*Goal of the exercise*. Swap every "mask" in the data below for "outline", and repeat the data with nothing else changed.
------------------------------------------------
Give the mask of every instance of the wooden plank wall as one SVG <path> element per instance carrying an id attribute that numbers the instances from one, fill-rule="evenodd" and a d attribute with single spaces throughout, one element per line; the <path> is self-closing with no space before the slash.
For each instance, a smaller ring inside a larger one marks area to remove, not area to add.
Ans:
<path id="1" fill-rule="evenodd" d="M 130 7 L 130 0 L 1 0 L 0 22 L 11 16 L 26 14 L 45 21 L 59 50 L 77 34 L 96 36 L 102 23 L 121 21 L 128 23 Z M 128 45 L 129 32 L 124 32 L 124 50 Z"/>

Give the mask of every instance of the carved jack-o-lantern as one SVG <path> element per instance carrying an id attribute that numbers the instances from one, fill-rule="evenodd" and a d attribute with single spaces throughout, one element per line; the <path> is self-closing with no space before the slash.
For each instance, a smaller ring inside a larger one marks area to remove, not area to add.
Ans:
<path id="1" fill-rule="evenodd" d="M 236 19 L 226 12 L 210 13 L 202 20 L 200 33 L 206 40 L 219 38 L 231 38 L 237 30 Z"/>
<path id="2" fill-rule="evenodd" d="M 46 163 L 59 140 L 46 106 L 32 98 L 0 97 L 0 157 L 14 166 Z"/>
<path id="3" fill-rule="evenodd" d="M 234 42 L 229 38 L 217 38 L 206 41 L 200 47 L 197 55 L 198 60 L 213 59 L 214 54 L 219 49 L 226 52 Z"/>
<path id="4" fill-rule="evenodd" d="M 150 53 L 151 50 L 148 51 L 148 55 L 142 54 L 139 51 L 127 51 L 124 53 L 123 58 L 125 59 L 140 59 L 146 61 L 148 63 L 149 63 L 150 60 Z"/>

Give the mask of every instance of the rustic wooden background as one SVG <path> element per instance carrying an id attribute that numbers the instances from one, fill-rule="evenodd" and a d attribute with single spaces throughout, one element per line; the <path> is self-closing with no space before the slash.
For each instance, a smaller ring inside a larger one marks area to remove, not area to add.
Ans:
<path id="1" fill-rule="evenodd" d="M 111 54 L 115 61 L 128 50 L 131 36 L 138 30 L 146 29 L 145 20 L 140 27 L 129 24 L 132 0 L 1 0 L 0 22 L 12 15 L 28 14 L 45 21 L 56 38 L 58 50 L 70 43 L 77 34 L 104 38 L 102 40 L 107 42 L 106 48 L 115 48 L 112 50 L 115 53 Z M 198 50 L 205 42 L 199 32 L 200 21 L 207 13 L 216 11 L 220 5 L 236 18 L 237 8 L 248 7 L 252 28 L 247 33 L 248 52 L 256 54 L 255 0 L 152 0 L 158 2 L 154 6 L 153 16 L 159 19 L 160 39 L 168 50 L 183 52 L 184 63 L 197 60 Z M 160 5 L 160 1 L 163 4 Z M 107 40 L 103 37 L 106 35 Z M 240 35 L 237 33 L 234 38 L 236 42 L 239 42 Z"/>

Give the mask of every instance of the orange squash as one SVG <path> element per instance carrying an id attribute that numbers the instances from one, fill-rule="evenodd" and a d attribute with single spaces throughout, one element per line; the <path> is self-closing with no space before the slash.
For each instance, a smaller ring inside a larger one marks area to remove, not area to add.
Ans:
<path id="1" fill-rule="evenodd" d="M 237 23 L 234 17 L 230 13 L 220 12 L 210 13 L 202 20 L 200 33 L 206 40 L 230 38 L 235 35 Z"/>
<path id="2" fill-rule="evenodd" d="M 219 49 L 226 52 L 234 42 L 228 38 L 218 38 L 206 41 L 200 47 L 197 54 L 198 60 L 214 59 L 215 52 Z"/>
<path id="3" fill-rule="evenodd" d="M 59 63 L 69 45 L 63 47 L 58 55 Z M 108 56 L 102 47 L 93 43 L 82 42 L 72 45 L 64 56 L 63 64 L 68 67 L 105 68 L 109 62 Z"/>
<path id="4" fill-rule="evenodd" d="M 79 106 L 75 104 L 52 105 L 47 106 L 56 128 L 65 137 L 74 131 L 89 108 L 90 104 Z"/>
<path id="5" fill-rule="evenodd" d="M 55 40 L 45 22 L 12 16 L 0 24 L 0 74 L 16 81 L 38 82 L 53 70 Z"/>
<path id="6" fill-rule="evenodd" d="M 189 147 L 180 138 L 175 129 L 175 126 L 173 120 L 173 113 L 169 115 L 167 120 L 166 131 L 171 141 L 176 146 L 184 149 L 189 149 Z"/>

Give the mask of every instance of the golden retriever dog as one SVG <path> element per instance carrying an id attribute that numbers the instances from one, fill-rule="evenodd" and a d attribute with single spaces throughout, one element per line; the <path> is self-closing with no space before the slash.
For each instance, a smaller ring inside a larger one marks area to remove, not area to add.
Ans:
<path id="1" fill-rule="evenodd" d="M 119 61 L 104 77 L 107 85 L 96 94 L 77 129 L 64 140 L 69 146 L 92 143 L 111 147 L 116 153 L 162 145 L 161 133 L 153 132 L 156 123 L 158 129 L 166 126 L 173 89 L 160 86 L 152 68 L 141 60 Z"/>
------------------------------------------------
*Full answer*.
Give the outline of every instance of the wooden plank wall as one SVG <path> element per instance carrying an id attribute that numbers the instances from one, fill-rule="evenodd" and a d attribute with single spaces throughout, one element per line; the <path> is self-closing with no space before the slash.
For each instance, a smaller ring inside a larger one marks area to remove, not area to add.
Ans:
<path id="1" fill-rule="evenodd" d="M 130 7 L 130 0 L 1 0 L 0 22 L 11 16 L 26 14 L 45 21 L 59 50 L 77 34 L 96 36 L 102 23 L 121 21 L 128 23 Z M 128 45 L 129 32 L 124 32 L 124 50 Z"/>

Give the outline of every instance of the carved jack-o-lantern as one SVG <path> element per instance carrying an id attribute that numbers the instances from one, fill-rule="evenodd" and a d attribute with single spaces throughout, one element per line; the <path> is self-closing with no space before the slash.
For each instance, a smaller ring inside a larger one marks area to remove, not area to add.
Ans:
<path id="1" fill-rule="evenodd" d="M 236 19 L 226 12 L 210 13 L 202 20 L 200 33 L 206 40 L 219 38 L 231 38 L 237 30 Z"/>
<path id="2" fill-rule="evenodd" d="M 46 163 L 59 140 L 46 106 L 32 98 L 0 97 L 0 157 L 14 166 Z"/>
<path id="3" fill-rule="evenodd" d="M 234 42 L 229 38 L 217 38 L 206 41 L 200 47 L 197 55 L 198 60 L 213 59 L 214 54 L 219 49 L 226 52 Z"/>
<path id="4" fill-rule="evenodd" d="M 150 53 L 151 50 L 148 51 L 148 55 L 142 54 L 139 51 L 127 51 L 124 53 L 123 58 L 125 59 L 140 59 L 146 61 L 148 63 L 149 63 L 150 60 Z"/>

Give the outline of every instance of the rustic wooden background as one SVG <path> element per instance carrying an id attribute that numbers the instances from one, fill-rule="evenodd" and a d attribute with single spaces throughout, one element per line; the <path> is self-closing with no space before the slash.
For each instance, a smaller ring inside a larger one marks area to remove, not area to add.
Ans:
<path id="1" fill-rule="evenodd" d="M 111 54 L 115 61 L 128 50 L 131 36 L 138 30 L 146 29 L 145 20 L 140 27 L 129 24 L 132 0 L 1 0 L 0 22 L 12 15 L 28 14 L 45 21 L 56 38 L 58 50 L 70 43 L 77 34 L 104 38 L 102 40 L 107 42 L 106 48 L 115 48 L 112 50 L 115 53 Z M 198 50 L 205 42 L 199 32 L 200 21 L 207 13 L 216 11 L 220 5 L 236 18 L 237 8 L 248 7 L 252 28 L 247 33 L 248 52 L 256 54 L 255 0 L 152 0 L 158 2 L 154 6 L 153 16 L 159 19 L 160 39 L 168 50 L 183 52 L 184 63 L 197 60 Z M 160 5 L 160 1 L 163 4 Z M 107 40 L 103 37 L 106 35 Z M 240 35 L 237 33 L 234 38 L 236 42 L 239 42 Z"/>

Give the outline of every instance of the orange squash as one SVG <path> element per instance carrying an id attribute that numbers the instances from one, fill-rule="evenodd" and a d attribute with single spaces throughout, one element per line; the <path> is self-closing with no space before the slash.
For each instance, a smaller ring inside a larger one marks area to remove, not area to add.
Ans:
<path id="1" fill-rule="evenodd" d="M 237 23 L 234 17 L 230 13 L 220 12 L 210 13 L 202 20 L 200 33 L 206 40 L 230 38 L 235 35 Z"/>
<path id="2" fill-rule="evenodd" d="M 219 49 L 226 52 L 234 42 L 228 38 L 218 38 L 206 41 L 200 47 L 197 54 L 198 60 L 214 59 L 215 52 Z"/>
<path id="3" fill-rule="evenodd" d="M 59 63 L 69 45 L 63 47 L 58 55 Z M 108 56 L 102 47 L 93 43 L 82 42 L 72 45 L 64 56 L 63 64 L 68 67 L 105 68 L 109 62 Z"/>
<path id="4" fill-rule="evenodd" d="M 79 106 L 75 104 L 52 105 L 47 106 L 56 128 L 65 137 L 74 131 L 89 108 L 90 104 Z"/>
<path id="5" fill-rule="evenodd" d="M 55 40 L 45 22 L 12 16 L 0 24 L 0 74 L 16 81 L 38 82 L 53 70 Z"/>
<path id="6" fill-rule="evenodd" d="M 189 147 L 180 138 L 175 129 L 175 126 L 173 120 L 173 113 L 169 115 L 167 120 L 166 131 L 171 141 L 176 146 L 184 149 L 189 149 Z"/>

Give the outline of every instance of the golden retriever dog as one SVG <path> element per instance carrying an id attribute that numbers the instances from one, fill-rule="evenodd" and a d attribute with single spaces throughout, one element per line; the <path> is self-closing with no space before the slash.
For each instance, a smaller ring inside a larger one marks area to remove, not area to add.
Ans:
<path id="1" fill-rule="evenodd" d="M 119 61 L 104 77 L 107 85 L 96 94 L 77 129 L 64 140 L 69 146 L 92 143 L 111 147 L 116 153 L 162 145 L 161 133 L 153 132 L 156 123 L 158 129 L 166 126 L 173 89 L 160 86 L 152 68 L 141 60 Z"/>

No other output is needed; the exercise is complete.